▸ **EXERCISE BRIEF**
Make an exact copy of every entry, leaving the pictures out.

[Referring expression data]
◇ ◇ ◇
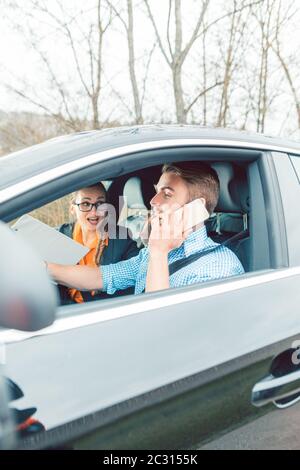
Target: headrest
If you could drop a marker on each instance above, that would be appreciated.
(234, 195)
(133, 193)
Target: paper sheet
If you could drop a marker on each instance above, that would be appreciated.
(50, 244)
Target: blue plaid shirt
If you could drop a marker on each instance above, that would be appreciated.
(216, 265)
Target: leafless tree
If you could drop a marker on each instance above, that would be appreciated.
(176, 54)
(286, 63)
(86, 48)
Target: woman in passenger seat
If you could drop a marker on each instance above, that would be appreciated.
(88, 214)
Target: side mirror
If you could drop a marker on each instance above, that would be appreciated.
(28, 300)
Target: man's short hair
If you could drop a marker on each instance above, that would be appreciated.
(202, 181)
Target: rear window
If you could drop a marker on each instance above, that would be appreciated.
(296, 164)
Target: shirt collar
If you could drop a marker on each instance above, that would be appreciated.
(196, 241)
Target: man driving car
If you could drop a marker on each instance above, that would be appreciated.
(198, 258)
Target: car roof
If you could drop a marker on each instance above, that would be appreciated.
(32, 161)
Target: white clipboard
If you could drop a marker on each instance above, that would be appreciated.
(49, 243)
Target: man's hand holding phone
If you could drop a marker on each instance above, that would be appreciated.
◇ ◇ ◇
▸ **RESPONSE**
Target: headrest
If you could drop a marker on each instance above, that would be appreciated.
(234, 195)
(133, 193)
Target: paper sheet
If you could drop a marker on each instance above, that would be appreciated.
(50, 244)
Target: blue plaid shirt
If you could drop a marker on each instance above, that would be appreciated.
(216, 265)
Target: leafless tree
If you could drop a marker on each instance above, that would be appreciated.
(176, 54)
(286, 63)
(86, 48)
Target: woman in passenger seat
If you could drop a marker on each instance above, that would be appreciated.
(88, 214)
Target: side mirror
If you could drop a marker on each instance above, that would be appreciated.
(28, 300)
Target: man's short hair
If you could drop a marker on each instance above, that would be appreciated.
(202, 181)
Target: rear window
If you could drop a marker on each instance above, that would be appreciated.
(296, 164)
Target: shirt collar
If you could drop a marker on each instance above, that would be appreciated.
(196, 241)
Target: man driving car
If you could drop a marker on each instance above, that would be appreciated.
(198, 258)
Target: car roof
If you could drop a marker on each instance above, that would be appreciated.
(32, 161)
Target: white clipboard
If you could drop a marker on each instance above, that would be appreciated.
(49, 243)
Target: man's hand holding phone
If you could drop a marker on each instance above, that would be appreciated.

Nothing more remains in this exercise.